### Instructions for the task
Before you finish, make sure each line of the records has been retyped exactly.

[Stored entries]
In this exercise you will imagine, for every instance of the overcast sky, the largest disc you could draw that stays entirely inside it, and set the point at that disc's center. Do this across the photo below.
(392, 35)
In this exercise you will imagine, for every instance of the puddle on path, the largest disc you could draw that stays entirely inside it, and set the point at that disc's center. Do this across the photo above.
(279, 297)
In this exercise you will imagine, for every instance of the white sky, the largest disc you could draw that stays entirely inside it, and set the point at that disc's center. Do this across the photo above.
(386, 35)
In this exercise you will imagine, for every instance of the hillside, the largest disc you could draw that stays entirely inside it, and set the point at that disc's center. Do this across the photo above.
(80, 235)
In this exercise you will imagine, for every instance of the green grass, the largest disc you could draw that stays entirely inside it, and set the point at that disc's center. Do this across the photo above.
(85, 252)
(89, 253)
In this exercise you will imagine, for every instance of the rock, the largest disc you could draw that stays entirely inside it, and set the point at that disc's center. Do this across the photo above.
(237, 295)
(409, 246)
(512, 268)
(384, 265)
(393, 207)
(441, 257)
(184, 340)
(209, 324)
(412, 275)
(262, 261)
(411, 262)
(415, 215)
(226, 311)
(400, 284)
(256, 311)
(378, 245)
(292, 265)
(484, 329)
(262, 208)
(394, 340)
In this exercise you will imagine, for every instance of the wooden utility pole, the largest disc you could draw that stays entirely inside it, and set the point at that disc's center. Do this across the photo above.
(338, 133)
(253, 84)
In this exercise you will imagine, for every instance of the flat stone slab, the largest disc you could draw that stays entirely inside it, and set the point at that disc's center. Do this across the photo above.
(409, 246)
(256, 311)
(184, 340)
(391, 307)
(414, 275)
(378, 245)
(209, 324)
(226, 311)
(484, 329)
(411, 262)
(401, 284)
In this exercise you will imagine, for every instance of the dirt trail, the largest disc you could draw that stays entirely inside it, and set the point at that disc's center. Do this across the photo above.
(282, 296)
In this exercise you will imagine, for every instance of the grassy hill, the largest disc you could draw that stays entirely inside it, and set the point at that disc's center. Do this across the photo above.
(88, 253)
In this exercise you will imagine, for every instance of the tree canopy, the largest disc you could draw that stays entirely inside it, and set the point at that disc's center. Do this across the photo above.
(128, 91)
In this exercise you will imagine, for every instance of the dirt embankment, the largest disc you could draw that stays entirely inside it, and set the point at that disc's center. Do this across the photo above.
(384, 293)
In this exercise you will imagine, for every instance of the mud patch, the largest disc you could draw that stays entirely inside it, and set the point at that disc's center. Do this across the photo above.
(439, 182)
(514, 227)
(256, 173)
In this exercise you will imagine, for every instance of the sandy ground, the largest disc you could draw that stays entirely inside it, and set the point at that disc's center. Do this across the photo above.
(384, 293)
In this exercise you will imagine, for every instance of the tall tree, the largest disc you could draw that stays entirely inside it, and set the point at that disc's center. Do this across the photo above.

### Answer to this exercise
In this exercise you will imagine, for every instance of the overcast sky, the largest disc you could draw that stays entirely inside it, and set the point at that disc's center. Do this across the photo below.
(392, 35)
In this exercise you will imagine, for every instance of the puddle on path, the largest disc you could draw that stays entirely inside it, and set the point at that disc's center. Do this across the photo above.
(279, 297)
In this exercise you will imagine, for every instance of the white sky, the largest disc you could draw that stays entirely inside it, and set the point at that disc's center. Do this across the photo above.
(386, 35)
In this exercise you will imagine, for every instance of the hillside, the largest disc you could draw that stays entirely inside it, and set the point at that disc's center. Do this across the photo above.
(80, 235)
In this exercise you will imagine, for every instance of the green grass, the largest disc you could draw that stays entirely inside it, and set the point at that disc's center. Do this across the photo above.
(85, 252)
(89, 253)
In this exercise you will imagine, for every instance of the rock, the largest disc you could draw that stays entirely inside it, and set the point at that disc's center. Do this across the photo above.
(237, 295)
(409, 246)
(512, 268)
(384, 265)
(393, 207)
(441, 257)
(184, 340)
(209, 324)
(412, 275)
(262, 261)
(411, 262)
(415, 215)
(226, 311)
(400, 284)
(256, 311)
(378, 245)
(292, 265)
(484, 329)
(262, 208)
(394, 340)
In this exercise you will imagine, for every instance of the wooden utility pole, the largest disc you could draw that stays entirely inside it, and set the point at that disc's center. Do this across the photo above.
(338, 133)
(253, 84)
In this exercise you will imagine, for every instance of the flat stone slab, the largest disc you could draw that stays entirely inside it, and set the point at that disc's center. Do this across the photo above.
(409, 246)
(256, 311)
(184, 340)
(391, 307)
(414, 275)
(378, 245)
(209, 324)
(226, 311)
(484, 329)
(411, 262)
(401, 284)
In this exercise you will imagine, for every instance of the dirt trail, the largest disc you could draw that stays entirely inside it, and set the point at that disc's center. Do this across the photo above.
(282, 296)
In this exercise you will imagine, for every instance of the grassy hill, the largest disc you could draw that stays entirely inside it, and set the point at that disc's center. Do this across the photo above.
(88, 253)
In this exercise you will imagine, for every instance of the tree canopy, the largest disc you could draw that stays entirely inside it, and set the point at that disc's center. Do this across the photo above.
(128, 91)
In this exercise you will imagine, for every instance of the dirt embankment, the largest disc you could draw that stays entirely inside it, and set the point at that disc's center. Do this across the photo above.
(384, 293)
In this exercise you will imagine, for every instance of the mud patch, the largest disc you could draw that stays entirely inside it, and set the point at that disc's center. Do this across the photo above.
(439, 182)
(514, 227)
(256, 173)
In this exercise you will imagine, for every instance of the sandy ground, the largest disc you could draw that stays entirely inside it, and set the point at that disc's center. Do this across the photo above.
(384, 293)
In this exercise you will imagine, for every instance of the tall tree, the largest disc you could draw that stays entirely inside it, and set the point at that disc's center. Do this across the photo above.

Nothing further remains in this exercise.